-- Task input --
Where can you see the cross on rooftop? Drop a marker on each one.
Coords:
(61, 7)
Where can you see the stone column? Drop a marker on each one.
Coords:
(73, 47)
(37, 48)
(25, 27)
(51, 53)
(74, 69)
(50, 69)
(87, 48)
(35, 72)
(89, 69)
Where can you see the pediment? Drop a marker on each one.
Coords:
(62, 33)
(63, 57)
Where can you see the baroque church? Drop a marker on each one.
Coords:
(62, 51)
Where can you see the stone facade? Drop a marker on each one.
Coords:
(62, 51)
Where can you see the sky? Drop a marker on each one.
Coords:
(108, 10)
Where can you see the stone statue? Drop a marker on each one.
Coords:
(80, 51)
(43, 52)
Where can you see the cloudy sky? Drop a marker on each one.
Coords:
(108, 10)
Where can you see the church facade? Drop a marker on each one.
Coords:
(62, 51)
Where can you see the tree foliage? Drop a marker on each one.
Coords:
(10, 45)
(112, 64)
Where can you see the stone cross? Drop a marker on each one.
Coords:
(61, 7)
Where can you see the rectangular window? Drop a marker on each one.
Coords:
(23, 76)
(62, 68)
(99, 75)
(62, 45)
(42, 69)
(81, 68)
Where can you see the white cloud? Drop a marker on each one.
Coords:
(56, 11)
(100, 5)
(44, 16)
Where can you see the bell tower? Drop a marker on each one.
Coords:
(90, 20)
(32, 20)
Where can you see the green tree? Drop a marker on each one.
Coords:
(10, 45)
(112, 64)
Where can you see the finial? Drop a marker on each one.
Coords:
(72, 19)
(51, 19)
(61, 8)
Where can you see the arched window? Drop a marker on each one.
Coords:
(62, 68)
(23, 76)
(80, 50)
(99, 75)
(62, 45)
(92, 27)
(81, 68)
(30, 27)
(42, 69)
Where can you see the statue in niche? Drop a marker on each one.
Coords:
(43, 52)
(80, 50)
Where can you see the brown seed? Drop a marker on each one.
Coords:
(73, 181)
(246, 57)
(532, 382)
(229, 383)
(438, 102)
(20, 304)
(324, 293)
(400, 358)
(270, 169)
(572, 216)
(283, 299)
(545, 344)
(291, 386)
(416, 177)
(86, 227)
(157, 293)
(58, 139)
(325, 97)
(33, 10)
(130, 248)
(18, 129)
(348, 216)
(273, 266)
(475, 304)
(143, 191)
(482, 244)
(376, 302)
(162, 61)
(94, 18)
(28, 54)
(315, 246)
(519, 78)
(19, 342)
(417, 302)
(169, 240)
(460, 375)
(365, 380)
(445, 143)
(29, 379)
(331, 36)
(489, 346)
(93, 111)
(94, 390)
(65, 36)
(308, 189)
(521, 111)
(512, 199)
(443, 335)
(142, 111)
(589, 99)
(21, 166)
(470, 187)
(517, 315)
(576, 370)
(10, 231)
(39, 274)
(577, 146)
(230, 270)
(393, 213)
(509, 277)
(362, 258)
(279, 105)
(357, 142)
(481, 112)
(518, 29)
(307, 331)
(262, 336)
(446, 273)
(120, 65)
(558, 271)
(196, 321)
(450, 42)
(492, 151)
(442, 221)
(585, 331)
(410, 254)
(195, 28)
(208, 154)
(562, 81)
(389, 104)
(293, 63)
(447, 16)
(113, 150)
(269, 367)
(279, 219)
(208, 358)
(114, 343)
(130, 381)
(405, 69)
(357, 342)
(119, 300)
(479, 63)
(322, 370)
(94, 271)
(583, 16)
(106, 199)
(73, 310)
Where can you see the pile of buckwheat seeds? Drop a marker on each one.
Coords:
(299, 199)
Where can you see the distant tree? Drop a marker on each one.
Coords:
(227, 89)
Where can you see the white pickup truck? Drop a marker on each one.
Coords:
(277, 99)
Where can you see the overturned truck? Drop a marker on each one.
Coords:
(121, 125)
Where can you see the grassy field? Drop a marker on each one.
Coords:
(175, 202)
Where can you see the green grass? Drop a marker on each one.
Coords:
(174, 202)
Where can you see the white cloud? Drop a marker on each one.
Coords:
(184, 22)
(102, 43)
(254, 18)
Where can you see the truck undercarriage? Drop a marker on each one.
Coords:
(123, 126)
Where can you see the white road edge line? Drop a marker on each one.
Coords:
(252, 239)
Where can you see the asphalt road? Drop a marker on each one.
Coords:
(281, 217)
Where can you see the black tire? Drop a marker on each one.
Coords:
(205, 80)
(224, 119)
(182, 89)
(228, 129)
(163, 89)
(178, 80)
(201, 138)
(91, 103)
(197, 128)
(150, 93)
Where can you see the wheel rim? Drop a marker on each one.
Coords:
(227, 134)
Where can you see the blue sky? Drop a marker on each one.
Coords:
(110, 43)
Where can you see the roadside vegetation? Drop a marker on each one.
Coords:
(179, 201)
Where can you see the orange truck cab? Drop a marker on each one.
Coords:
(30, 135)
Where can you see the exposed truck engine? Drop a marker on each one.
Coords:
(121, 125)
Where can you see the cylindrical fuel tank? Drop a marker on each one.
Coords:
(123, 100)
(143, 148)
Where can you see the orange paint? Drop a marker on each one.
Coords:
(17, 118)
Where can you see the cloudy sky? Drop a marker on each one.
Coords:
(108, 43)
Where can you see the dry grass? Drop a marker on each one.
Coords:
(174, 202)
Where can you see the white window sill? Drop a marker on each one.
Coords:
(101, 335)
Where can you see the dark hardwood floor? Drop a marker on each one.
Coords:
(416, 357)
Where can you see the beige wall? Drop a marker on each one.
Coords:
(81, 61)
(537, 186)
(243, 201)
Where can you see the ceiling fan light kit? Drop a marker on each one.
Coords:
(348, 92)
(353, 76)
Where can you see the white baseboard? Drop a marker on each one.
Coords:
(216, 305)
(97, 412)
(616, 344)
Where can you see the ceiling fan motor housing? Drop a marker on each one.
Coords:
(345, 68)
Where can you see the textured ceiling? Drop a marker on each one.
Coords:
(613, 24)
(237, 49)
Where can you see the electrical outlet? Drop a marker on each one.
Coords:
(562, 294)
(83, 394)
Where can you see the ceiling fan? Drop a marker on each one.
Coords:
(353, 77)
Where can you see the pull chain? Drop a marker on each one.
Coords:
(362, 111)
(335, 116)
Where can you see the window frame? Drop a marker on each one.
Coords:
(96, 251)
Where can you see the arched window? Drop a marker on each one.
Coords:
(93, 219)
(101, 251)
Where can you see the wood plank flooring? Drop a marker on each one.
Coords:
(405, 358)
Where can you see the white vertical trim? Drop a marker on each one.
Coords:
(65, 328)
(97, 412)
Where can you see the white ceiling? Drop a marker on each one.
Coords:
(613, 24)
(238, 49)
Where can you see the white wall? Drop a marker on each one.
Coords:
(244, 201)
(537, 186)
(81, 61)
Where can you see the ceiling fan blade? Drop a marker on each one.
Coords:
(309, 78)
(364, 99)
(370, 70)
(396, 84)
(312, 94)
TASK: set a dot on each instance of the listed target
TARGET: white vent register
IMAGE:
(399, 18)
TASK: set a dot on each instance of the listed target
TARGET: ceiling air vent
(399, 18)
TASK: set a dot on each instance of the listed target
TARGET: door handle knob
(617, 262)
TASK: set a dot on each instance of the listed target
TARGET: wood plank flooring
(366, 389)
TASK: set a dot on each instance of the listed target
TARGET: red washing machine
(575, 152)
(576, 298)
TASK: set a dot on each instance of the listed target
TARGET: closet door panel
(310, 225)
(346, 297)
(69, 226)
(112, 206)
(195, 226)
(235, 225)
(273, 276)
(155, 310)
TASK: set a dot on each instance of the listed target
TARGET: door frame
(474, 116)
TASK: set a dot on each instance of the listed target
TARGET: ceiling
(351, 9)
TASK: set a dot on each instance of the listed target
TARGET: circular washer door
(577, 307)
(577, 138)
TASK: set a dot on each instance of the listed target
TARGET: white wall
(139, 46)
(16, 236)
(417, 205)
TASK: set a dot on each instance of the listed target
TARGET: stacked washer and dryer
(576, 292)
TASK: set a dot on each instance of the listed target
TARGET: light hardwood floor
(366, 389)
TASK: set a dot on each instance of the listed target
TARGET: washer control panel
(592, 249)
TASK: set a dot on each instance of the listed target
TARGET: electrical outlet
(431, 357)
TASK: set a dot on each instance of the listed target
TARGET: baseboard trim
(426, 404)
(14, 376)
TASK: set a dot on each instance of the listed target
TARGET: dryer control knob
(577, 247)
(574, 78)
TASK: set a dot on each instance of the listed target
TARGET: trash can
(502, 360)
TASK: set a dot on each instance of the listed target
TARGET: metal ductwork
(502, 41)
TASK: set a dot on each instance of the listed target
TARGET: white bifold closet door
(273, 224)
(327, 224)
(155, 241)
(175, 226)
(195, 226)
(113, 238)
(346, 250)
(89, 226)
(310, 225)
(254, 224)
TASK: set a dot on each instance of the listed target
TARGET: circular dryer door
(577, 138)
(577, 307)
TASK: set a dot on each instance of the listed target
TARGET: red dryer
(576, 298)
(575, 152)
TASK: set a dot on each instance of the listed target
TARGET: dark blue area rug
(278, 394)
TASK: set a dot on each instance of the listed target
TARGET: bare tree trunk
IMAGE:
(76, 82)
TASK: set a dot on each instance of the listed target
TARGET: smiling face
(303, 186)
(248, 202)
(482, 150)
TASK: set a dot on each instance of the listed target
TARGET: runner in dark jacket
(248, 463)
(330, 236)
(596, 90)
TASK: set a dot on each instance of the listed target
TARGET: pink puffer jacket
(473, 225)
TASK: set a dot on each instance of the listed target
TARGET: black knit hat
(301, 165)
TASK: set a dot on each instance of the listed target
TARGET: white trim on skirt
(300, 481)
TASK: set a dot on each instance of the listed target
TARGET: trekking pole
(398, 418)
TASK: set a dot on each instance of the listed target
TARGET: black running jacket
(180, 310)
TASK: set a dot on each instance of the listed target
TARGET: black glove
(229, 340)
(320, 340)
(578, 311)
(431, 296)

-- Required action --
Beginning with the line holding "Where can you see the bell" and ending with the line holding "Where can you see the brown", write out the stretch of material above exactly; add no further lines.

-- Finished exercise --
Where can you see the bell tower? Drop a marker on each one.
Coords:
(90, 20)
(32, 20)
Where can you see the green tree? Drop a marker on each one.
Coords:
(10, 45)
(112, 64)
Where can you see the finial? Drop a marker on each one.
Coords:
(72, 19)
(51, 19)
(61, 8)
Where can you see the arched window? Drop a marker on each one.
Coords:
(62, 68)
(23, 76)
(80, 50)
(99, 75)
(62, 45)
(92, 27)
(81, 68)
(30, 27)
(42, 69)
Where can you see the statue in niche? Drop a marker on each one.
Coords:
(43, 52)
(80, 50)
Where can you see the brown seed? Drop a marker on each one.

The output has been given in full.